:: Supplied records ::

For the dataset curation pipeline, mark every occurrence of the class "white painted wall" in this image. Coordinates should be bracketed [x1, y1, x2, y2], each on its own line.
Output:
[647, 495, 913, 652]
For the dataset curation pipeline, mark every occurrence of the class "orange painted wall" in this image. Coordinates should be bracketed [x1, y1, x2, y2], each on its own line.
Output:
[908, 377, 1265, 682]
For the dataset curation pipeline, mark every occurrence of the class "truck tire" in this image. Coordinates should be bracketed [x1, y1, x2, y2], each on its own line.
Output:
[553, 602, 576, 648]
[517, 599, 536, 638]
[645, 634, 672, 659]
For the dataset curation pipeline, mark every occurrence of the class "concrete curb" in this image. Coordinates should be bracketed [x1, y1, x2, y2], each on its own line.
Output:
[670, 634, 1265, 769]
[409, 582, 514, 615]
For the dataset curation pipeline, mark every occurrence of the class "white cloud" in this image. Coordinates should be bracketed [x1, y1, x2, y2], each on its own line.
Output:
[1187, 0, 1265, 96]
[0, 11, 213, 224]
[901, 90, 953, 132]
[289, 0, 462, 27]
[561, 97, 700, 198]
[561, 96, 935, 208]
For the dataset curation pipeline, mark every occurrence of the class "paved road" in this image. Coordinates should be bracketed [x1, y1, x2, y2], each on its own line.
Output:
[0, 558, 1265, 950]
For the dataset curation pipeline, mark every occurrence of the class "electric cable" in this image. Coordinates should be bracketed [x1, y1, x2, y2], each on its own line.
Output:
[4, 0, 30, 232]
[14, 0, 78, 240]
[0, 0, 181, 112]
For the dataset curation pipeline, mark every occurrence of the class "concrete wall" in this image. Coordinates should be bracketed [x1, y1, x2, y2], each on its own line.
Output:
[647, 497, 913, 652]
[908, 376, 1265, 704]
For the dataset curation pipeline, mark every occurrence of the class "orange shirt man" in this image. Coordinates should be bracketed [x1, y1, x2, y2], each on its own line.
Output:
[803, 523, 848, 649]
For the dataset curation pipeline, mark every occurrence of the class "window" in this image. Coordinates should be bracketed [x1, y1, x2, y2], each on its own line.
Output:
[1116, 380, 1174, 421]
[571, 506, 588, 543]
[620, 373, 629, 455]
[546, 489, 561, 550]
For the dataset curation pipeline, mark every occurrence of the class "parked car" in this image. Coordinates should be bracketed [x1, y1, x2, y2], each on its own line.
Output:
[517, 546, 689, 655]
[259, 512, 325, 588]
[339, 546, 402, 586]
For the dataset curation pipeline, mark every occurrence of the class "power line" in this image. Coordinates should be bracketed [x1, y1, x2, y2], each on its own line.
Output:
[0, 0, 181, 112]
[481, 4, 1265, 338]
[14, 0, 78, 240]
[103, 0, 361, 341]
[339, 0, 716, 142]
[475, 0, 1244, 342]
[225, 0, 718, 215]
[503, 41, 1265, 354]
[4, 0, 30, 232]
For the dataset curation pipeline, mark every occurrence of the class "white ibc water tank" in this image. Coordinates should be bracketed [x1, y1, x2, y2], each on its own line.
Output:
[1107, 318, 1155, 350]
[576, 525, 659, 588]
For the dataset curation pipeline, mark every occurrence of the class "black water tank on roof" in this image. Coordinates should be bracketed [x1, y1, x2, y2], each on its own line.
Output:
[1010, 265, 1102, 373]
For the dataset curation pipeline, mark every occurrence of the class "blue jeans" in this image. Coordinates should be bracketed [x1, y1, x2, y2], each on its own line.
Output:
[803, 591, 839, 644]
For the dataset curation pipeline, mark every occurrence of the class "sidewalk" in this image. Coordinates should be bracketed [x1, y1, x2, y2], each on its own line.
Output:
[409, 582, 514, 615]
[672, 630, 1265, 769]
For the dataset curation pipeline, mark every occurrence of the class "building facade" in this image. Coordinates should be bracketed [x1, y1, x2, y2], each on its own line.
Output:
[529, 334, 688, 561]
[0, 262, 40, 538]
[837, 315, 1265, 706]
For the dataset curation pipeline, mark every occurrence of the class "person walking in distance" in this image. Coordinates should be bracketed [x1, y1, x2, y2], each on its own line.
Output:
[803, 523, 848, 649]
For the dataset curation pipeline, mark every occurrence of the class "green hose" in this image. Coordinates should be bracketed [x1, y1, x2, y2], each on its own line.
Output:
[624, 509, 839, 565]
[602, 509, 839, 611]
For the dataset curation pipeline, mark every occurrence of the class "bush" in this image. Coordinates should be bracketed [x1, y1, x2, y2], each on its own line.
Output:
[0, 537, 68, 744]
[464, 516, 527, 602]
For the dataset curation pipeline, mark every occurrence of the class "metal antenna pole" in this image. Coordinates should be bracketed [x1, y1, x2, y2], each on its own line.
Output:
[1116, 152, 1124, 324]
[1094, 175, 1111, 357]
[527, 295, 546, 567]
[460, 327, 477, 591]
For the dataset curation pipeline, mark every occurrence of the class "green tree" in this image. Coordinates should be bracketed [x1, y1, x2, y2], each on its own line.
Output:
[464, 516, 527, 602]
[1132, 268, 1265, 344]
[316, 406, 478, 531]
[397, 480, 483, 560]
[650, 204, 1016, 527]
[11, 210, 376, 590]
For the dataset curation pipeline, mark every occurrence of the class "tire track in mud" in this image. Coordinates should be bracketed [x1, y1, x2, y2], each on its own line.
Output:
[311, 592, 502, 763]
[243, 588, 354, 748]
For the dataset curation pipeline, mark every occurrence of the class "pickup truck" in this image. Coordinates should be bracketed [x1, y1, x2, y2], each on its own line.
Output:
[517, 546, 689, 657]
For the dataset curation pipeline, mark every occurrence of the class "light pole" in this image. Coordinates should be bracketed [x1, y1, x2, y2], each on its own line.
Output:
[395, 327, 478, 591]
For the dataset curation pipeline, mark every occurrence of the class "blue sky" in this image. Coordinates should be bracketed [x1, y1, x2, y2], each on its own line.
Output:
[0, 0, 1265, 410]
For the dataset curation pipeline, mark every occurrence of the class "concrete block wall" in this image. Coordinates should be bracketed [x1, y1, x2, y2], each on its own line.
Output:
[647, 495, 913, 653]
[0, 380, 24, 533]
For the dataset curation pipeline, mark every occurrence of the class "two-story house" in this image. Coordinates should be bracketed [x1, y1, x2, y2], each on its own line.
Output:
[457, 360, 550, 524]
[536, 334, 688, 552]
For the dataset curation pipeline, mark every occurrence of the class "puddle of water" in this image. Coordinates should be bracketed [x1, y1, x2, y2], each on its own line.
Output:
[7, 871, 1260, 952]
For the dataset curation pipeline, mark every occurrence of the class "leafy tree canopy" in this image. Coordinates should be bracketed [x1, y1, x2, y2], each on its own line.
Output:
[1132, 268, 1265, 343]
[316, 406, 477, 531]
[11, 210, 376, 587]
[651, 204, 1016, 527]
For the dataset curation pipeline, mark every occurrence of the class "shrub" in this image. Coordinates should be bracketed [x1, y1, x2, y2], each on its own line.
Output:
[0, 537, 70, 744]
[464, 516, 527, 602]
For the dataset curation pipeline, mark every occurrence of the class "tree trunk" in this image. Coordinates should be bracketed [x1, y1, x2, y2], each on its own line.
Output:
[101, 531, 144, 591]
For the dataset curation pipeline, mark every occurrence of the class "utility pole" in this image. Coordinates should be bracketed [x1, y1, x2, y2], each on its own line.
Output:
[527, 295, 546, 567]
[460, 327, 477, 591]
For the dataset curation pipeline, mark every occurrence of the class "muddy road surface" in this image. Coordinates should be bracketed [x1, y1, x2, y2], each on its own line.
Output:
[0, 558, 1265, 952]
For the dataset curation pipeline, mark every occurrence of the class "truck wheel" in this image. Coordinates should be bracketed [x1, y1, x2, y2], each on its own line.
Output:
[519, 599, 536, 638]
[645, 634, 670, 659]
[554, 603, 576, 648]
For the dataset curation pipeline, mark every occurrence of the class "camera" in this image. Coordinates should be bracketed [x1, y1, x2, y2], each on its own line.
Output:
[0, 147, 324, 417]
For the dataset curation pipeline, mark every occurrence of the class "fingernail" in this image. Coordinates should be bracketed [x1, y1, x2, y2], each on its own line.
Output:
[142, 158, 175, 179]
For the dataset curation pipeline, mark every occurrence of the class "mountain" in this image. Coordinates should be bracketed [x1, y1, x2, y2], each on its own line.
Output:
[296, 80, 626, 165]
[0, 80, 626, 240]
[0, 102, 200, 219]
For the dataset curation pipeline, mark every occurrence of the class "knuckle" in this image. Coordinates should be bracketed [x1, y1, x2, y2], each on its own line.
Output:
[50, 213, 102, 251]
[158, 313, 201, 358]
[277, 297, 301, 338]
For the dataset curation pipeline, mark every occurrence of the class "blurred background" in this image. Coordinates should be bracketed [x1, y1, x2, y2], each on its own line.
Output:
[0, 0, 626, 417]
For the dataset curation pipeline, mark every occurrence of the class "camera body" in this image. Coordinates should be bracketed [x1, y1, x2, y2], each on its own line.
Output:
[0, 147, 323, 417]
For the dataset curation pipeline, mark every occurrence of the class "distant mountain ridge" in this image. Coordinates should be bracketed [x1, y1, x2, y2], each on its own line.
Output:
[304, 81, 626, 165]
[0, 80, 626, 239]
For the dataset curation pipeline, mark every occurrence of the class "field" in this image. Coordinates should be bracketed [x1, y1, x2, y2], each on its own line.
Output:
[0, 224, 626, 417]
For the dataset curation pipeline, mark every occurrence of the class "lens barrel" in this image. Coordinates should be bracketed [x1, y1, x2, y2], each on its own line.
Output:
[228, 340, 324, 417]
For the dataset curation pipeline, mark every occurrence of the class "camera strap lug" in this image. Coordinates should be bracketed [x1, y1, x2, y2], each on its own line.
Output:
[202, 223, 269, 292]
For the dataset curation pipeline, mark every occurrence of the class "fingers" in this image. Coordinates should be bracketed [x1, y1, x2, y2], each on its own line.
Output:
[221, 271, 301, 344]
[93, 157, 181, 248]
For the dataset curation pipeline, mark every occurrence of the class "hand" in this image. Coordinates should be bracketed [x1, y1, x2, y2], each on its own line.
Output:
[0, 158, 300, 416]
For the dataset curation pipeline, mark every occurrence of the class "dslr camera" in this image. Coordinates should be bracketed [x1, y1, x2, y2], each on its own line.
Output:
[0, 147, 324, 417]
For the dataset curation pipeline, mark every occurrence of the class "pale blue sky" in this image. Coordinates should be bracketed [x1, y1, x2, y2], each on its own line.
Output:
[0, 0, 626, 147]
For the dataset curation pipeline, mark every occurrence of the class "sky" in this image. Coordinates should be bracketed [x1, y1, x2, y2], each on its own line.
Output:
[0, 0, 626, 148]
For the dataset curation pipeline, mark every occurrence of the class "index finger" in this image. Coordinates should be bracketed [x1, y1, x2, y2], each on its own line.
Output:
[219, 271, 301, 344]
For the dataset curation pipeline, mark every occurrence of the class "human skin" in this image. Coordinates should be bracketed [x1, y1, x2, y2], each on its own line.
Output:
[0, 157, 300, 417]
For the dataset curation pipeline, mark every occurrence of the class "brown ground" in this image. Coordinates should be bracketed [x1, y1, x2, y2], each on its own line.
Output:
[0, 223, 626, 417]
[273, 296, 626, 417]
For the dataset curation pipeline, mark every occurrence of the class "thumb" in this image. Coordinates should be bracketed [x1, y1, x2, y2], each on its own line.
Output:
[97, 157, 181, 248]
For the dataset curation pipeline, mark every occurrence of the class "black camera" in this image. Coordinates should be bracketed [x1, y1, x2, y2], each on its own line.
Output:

:::

» Exercise
Please show every line of the data above that contains the string "painted", matching case exactly.

» Response to the exercise
For the dataset curation pipeline, mark every occurrence of the class "white painted wall" in this image. Coordinates should be bracketed [x1, y1, x2, y2], each on its own line.
For the dataset curation pipeline, mark every occurrence of the class "orange painted wall" in this image. Coordinates should be bracketed [x1, y1, x2, y2], each on its own line.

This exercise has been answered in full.